__SOURCE RECORDS__.

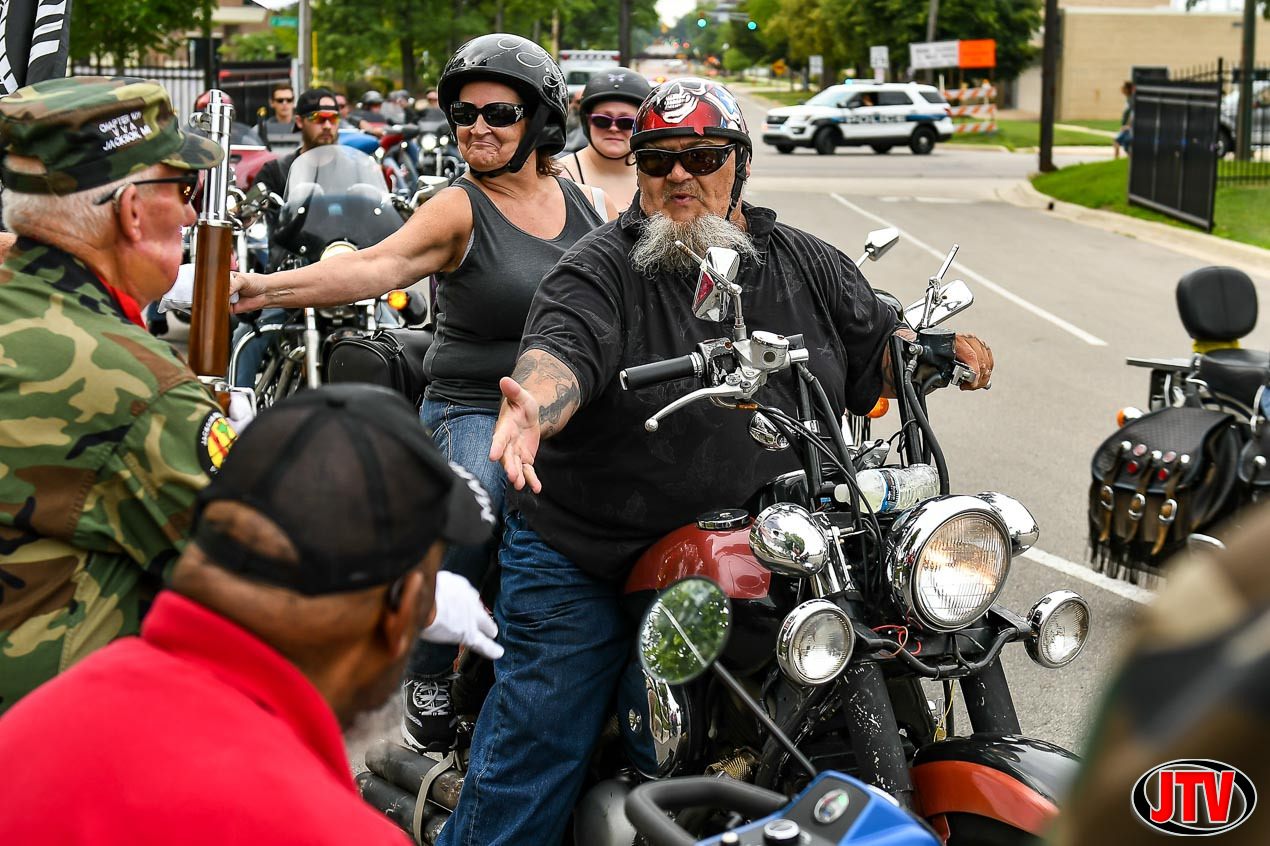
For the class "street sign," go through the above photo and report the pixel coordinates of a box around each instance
[958,38,997,67]
[908,41,960,70]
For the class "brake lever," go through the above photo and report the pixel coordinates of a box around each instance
[644,385,747,432]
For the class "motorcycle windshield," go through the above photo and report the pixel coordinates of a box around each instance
[274,144,403,260]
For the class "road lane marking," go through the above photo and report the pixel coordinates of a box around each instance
[829,193,1107,347]
[1024,547,1156,605]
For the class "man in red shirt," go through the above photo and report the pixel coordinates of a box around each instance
[0,385,497,846]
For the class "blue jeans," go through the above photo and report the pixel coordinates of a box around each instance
[408,399,507,676]
[437,512,632,846]
[230,309,287,387]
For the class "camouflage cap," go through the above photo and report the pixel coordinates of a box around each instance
[0,76,225,194]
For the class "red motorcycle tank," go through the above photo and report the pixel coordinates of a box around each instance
[625,509,772,601]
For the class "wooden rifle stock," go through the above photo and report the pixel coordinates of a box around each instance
[189,220,234,377]
[189,89,234,379]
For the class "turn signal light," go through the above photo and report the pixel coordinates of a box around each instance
[1115,405,1142,426]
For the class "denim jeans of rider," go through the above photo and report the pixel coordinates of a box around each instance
[437,512,634,846]
[408,399,507,676]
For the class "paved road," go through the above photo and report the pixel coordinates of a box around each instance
[743,88,1270,748]
[335,98,1270,765]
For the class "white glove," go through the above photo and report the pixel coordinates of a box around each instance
[159,264,194,312]
[159,264,237,314]
[419,570,503,661]
[225,387,255,436]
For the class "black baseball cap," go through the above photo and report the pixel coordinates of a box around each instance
[296,88,339,117]
[193,384,494,596]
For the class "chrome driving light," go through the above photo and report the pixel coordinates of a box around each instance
[889,495,1011,631]
[776,600,856,685]
[749,502,828,575]
[1025,591,1093,669]
[318,241,357,262]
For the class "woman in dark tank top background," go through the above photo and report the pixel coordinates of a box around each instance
[234,33,617,749]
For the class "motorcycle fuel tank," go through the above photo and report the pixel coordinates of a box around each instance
[626,511,772,601]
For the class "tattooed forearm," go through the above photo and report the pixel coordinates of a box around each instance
[512,349,582,438]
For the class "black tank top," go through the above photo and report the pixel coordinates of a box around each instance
[423,177,603,409]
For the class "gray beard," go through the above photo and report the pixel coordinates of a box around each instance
[631,213,759,276]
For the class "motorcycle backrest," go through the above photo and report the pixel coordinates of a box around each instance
[1177,267,1257,340]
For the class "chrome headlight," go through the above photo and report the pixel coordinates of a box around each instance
[1025,591,1093,669]
[979,490,1040,556]
[776,600,856,685]
[318,241,357,262]
[889,495,1011,631]
[749,502,828,575]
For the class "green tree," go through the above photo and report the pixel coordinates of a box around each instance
[220,27,298,62]
[70,0,216,72]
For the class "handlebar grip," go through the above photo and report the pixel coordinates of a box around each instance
[618,353,704,391]
[626,776,789,846]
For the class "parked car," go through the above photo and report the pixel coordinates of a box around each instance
[1217,79,1270,159]
[763,83,953,155]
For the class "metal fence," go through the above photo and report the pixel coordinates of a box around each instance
[1129,69,1220,231]
[1172,61,1270,185]
[71,60,291,134]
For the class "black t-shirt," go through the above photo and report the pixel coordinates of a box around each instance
[508,198,895,578]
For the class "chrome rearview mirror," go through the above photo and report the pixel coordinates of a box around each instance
[679,241,740,323]
[904,279,974,329]
[749,502,829,575]
[639,575,732,685]
[856,226,899,264]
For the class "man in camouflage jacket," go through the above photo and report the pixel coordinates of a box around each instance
[0,77,234,713]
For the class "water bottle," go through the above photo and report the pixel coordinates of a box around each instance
[833,464,940,513]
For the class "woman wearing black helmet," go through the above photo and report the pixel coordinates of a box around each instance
[560,67,653,208]
[232,33,617,748]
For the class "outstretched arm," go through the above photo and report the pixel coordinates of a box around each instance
[489,349,582,493]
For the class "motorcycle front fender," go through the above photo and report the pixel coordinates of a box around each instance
[911,734,1080,837]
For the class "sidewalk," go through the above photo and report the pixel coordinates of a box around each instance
[997,179,1270,281]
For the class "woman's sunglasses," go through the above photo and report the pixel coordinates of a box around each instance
[587,114,635,132]
[450,100,525,127]
[93,171,198,206]
[635,144,737,177]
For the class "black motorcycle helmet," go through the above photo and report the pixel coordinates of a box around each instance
[437,33,569,177]
[578,67,653,142]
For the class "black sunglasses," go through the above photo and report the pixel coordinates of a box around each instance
[450,100,525,127]
[635,144,737,177]
[587,114,635,132]
[93,171,198,206]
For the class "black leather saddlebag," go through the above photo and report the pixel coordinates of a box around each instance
[326,323,433,408]
[1088,408,1241,581]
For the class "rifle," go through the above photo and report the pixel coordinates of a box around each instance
[189,89,234,379]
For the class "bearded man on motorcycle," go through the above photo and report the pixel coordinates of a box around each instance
[438,79,992,846]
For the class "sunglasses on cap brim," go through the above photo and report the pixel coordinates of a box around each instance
[450,100,525,127]
[635,144,737,177]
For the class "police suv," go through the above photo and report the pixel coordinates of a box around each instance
[763,83,953,155]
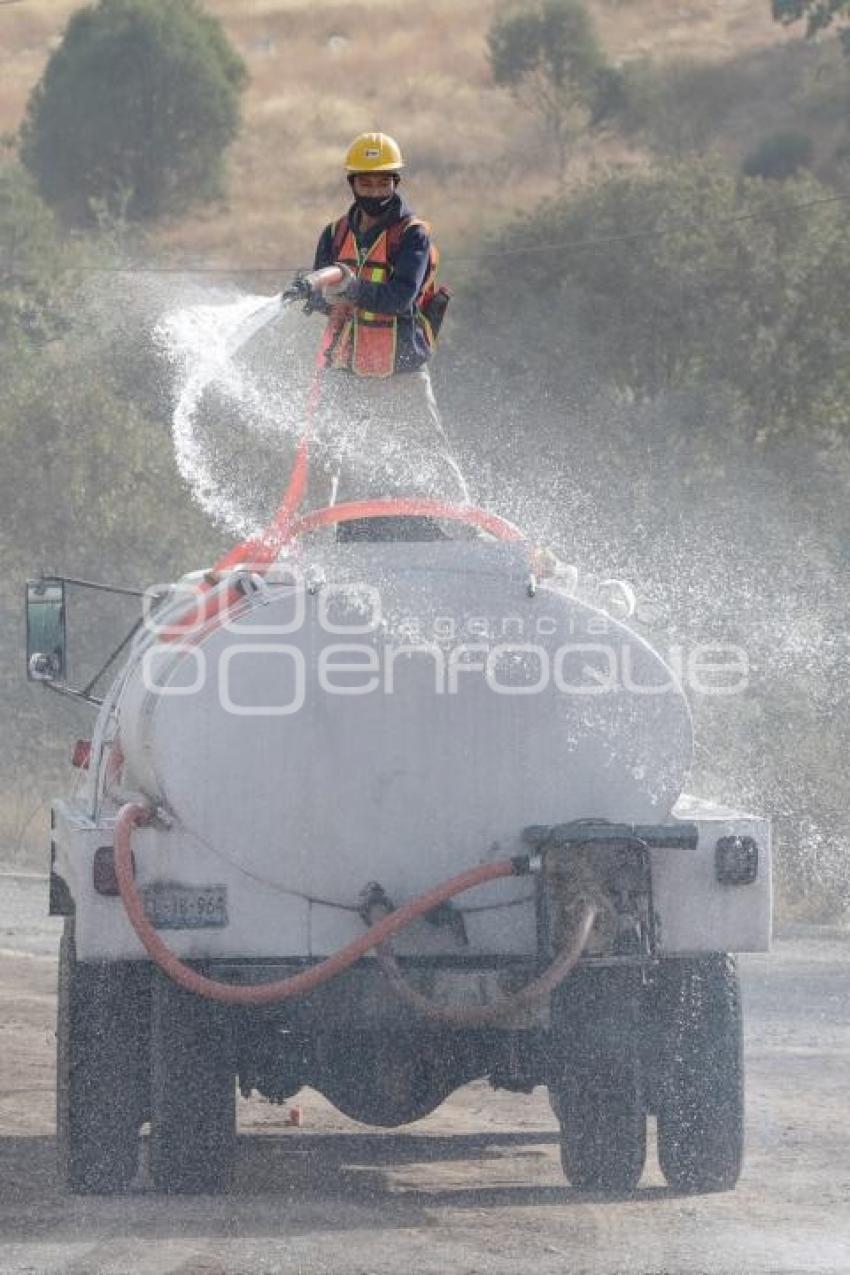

__EXERCISE DIRECTIONS__.
Please reproduce the records above word for word, from their start through the line holding "[625,509,772,601]", inclusive, and leave the pictures out.

__RESULT FOR THIS TASK__.
For the class "street sign," go through the above photo and report the pixel coordinates of a box around each instance
[958,38,997,67]
[908,41,960,70]
For the class "brake lever," go through the above photo and report the pixel coordinates of a box around each instance
[644,385,747,432]
For the class "motorcycle windshield," go through the above photo and report the pixel coordinates of a box around each instance
[274,144,403,260]
For the class "road lane marking," go through the above photo and report the pixel coordinates of a box around each instance
[829,193,1107,347]
[1024,547,1156,605]
For the class "man in red shirt," go through the above photo and report the pixel coordinates of a box around each instance
[0,385,497,846]
For the class "blue jeans," go through the above photo and report the pixel coordinates of a box around each instance
[408,399,507,676]
[437,512,632,846]
[230,309,287,387]
For the class "camouflage cap," go through the above photo and report the pixel coordinates of a box around each instance
[0,76,225,194]
For the class "red motorcycle tank," go through the above photo and report the pixel coordinates of a box around each instance
[625,509,772,601]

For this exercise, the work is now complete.